Aujourd’hui, la plupart des « controverses scientifiques » n’en sont pas. Ce sont des controverses socio-techniques de nature politique, c’est-à-dire qui portent non pas sur l’état du monde mais sur ce qui doit être, donc fondées sur des assertions non prouvées et des préférences. Ainsi la dénonciation de la science en action ne vaut pas récusation du discours qu’elle entend démontrer, mais du possible monde qu’elle pourrait engendrer. On voit là l’incommensurabilité des rationalités scientifique et politique, même si notre époque moderne qui encense et valorise l’innovation scientifique et technique n’a fait qu’en populariser l’affrontement autour des risques et de leur perception.

Différences de perception

Tableau publié en 1987 par Slovic [1] comparant le classement d’activités selon leur risque perçu par différentes catégories, et évalué par les experts du domaine (traduction de la rédaction). L’association civique de femmes (première colonne) est la League of Women Voters américaine.

http://www.irsn.fr/FR/IRSN/Publicat...

Controverses et acceptabilité des risques

Si, au cœur de la plupart des fausses controverses scientifiques actuelles (OGM, radiofréquences, nanotechnologies, nucléaire civil, gaz de schiste, etc.), on trouve les risques que toute activité humaine peut entraîner, le succès de leur dénonciation varie en fonction du degré d’acceptabilité qu’il produit sur le public. La question est moins de définir ce qu’est un risque acceptable que d’en préciser ce qui le rend ou non acceptable.

Consigne:
Dans l'extrait sur les controverses scientifiques, quelle organisation désigne l'association civique de femmes figurant dans la première colonne du tableau de Slovic ? Appuyez-vous uniquement sur l'extrait du document.

Contenu des données:
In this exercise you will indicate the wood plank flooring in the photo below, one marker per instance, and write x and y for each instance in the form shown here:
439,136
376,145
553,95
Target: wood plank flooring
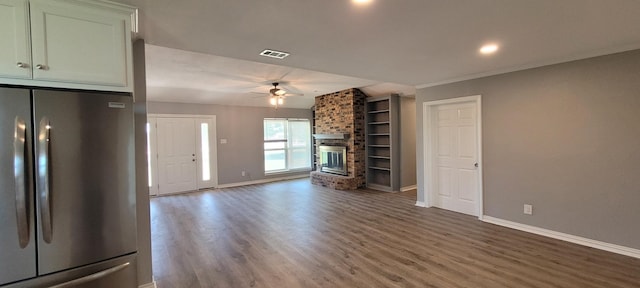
294,234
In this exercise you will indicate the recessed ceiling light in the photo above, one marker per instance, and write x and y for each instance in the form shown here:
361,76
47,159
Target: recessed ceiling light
489,49
361,2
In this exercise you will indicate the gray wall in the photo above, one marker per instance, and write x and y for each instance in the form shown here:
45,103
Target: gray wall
145,274
407,141
565,138
243,129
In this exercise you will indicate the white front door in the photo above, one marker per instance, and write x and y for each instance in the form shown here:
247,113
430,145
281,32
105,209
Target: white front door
177,164
455,171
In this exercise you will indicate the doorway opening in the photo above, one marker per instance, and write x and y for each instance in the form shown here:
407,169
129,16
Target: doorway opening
182,153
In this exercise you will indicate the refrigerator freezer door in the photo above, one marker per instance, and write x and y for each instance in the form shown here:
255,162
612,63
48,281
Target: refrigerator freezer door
17,240
85,197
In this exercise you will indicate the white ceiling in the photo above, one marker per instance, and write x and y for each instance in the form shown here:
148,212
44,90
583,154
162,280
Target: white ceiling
409,42
189,77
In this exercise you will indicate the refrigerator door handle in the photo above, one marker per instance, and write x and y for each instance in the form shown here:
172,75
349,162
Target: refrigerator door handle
43,179
22,215
92,277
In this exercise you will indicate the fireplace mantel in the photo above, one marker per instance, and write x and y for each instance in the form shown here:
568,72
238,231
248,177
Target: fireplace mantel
330,136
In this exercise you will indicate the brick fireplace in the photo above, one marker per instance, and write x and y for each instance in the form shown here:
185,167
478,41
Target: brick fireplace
342,113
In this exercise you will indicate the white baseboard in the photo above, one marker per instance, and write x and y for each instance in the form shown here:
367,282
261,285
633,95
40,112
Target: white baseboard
262,181
407,188
631,252
151,284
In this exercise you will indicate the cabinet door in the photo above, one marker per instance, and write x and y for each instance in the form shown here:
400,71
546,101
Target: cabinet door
73,43
15,51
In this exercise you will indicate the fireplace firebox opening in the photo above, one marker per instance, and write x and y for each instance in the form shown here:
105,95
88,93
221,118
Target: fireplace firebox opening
333,159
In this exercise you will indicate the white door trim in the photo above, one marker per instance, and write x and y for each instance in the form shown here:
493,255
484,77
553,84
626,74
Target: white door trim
213,142
428,148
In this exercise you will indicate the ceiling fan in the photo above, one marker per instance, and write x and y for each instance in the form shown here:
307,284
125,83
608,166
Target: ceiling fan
276,95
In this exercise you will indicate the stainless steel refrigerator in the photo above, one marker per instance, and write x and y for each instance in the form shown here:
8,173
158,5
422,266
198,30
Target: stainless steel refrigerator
67,198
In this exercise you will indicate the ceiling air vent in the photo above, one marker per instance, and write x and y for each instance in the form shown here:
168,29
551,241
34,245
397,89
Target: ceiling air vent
274,54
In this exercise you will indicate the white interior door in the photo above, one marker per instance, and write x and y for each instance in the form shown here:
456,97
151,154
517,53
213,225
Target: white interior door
177,165
455,171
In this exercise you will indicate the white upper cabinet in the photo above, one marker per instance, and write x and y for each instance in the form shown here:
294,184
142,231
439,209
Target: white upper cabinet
72,44
15,49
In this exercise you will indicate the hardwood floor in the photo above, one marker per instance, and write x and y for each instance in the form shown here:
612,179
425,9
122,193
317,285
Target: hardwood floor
294,234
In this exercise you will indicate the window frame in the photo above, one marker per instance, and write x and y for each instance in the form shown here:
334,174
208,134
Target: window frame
287,147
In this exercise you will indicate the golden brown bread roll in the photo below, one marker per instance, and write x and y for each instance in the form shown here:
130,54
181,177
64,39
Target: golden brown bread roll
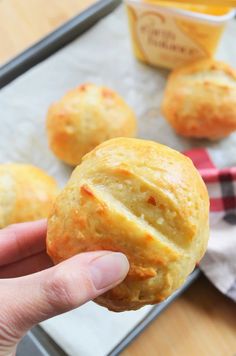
26,193
143,199
84,118
200,99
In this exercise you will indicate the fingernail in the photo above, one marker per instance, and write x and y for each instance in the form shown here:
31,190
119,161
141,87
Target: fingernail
109,270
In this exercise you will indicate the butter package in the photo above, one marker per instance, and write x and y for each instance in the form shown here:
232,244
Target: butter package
169,34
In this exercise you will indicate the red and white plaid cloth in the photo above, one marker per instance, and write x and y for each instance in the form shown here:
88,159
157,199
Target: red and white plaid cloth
219,262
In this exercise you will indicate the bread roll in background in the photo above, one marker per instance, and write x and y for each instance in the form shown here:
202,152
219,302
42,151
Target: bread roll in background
84,118
200,99
143,199
26,193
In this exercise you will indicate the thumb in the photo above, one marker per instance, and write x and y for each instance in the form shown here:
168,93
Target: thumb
31,299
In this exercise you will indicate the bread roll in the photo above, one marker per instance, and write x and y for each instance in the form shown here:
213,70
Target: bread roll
143,199
84,118
200,100
26,193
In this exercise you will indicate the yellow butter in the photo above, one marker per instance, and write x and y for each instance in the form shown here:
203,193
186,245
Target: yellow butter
169,34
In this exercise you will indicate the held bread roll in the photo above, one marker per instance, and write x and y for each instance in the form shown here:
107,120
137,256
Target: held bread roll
84,118
26,193
143,199
200,100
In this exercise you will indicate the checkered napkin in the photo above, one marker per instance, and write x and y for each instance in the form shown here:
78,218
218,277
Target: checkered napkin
219,262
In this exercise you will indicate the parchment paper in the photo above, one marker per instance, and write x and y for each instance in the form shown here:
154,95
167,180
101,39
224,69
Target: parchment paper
102,55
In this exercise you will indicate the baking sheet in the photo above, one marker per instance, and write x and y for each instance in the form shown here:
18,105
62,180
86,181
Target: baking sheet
103,56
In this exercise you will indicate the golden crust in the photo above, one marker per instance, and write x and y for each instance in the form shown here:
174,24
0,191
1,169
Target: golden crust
26,193
86,117
140,198
200,99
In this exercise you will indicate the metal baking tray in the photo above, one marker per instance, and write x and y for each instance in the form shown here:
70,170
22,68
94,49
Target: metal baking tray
37,342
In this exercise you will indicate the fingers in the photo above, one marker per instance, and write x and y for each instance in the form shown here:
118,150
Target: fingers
60,288
26,266
22,240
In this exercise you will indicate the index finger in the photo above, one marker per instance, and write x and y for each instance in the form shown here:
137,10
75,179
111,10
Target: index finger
22,240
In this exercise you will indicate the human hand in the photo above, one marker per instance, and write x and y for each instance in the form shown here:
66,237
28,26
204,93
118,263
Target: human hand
32,290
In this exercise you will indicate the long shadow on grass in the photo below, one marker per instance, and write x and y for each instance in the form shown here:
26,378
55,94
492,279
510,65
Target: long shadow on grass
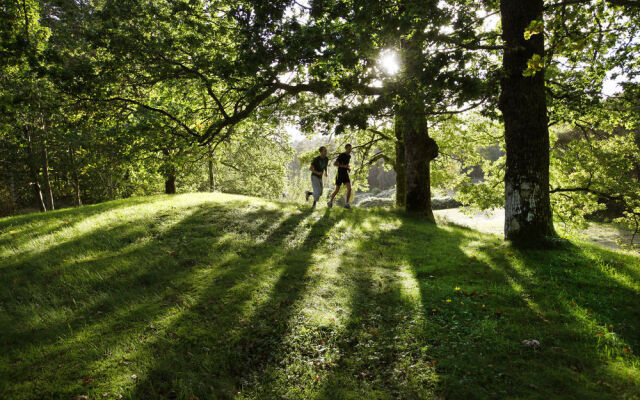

Réponse finale:
Il s'agit de la League of Women Voters américaine.